Information provided START

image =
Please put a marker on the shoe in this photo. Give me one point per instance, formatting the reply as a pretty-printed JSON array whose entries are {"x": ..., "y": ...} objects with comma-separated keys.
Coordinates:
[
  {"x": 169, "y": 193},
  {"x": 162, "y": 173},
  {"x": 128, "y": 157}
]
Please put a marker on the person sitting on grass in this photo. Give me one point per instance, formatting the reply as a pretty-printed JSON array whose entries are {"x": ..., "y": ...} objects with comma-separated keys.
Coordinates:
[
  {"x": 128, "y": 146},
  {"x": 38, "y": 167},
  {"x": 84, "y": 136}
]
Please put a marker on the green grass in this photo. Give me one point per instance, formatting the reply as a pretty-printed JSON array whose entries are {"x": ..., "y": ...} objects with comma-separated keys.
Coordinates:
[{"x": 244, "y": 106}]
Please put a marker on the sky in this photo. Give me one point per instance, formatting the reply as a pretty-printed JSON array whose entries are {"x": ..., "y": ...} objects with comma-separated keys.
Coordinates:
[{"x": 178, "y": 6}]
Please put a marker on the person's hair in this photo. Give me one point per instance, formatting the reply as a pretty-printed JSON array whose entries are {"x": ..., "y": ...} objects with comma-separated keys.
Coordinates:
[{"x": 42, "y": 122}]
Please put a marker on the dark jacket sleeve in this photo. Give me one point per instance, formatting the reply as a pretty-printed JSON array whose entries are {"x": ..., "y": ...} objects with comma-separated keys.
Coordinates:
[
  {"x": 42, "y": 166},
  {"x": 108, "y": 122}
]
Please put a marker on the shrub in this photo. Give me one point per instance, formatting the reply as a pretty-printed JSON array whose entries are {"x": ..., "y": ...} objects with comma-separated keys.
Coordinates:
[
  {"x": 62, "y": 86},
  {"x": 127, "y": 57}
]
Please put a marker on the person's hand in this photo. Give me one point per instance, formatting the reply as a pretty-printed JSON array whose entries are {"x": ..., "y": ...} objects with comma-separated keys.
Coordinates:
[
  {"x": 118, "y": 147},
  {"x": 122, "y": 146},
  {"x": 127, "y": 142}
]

Information provided END

Task to carry out:
In full and without changes, give the data above once more.

Response to the exercise:
image =
Please put a marker on the shoe in this photo. Give me one point per instance, formatting the reply as a pretty-printed JSON array whose entries are {"x": ..., "y": ...} objects with comma-separated keys.
Coordinates:
[
  {"x": 169, "y": 193},
  {"x": 162, "y": 173},
  {"x": 128, "y": 157}
]
Please put a marker on the person sitting on grass in this photo. Give me one point per instance, formatting the reply as a pretty-printed JSON array whose entries are {"x": ..., "y": ...} objects with comma-separated keys.
Coordinates:
[
  {"x": 128, "y": 146},
  {"x": 38, "y": 167},
  {"x": 84, "y": 136}
]
Please put a marker on the green grass in this photo. Give me one point per instance, formatting the reply as a pretty-printed JSON array whose entries are {"x": ..., "y": ...} objects with comma-separated keys.
Coordinates:
[{"x": 244, "y": 106}]
Please put a marker on the sky in this photo. Give me one point per instance, formatting the reply as a pretty-printed JSON array whose entries are {"x": ..., "y": ...} objects with comma-separated keys.
Coordinates:
[{"x": 178, "y": 6}]
Please put a marker on the person's hair in this photo. Give me one point per instance, formatting the reply as a pretty-printed JSON array whose entries are {"x": ..., "y": ...} objects with comma-separated keys.
Coordinates:
[{"x": 42, "y": 122}]
Please put a marker on the dark jacket sleeve in this photo. Give me one point per instance, formatting the reply as a pretty-printed JSON array whose entries are {"x": ..., "y": ...} objects with comma-separated keys.
Coordinates:
[
  {"x": 42, "y": 166},
  {"x": 108, "y": 122}
]
Please put a marker on the shrub in this photo. Give me one point per instance, formatting the reply as a pretty-printed JSON array whose entries are {"x": ..., "y": ...} objects with comma-separated keys.
Coordinates:
[
  {"x": 62, "y": 86},
  {"x": 127, "y": 57}
]
Please put a marker on the person's hand in this photo. Give me one point per instance, formatting the reply as a pretty-printed JSON array whose entries are {"x": ..., "y": ...} objects with comma-separated keys.
Coordinates:
[
  {"x": 118, "y": 147},
  {"x": 122, "y": 146},
  {"x": 127, "y": 142}
]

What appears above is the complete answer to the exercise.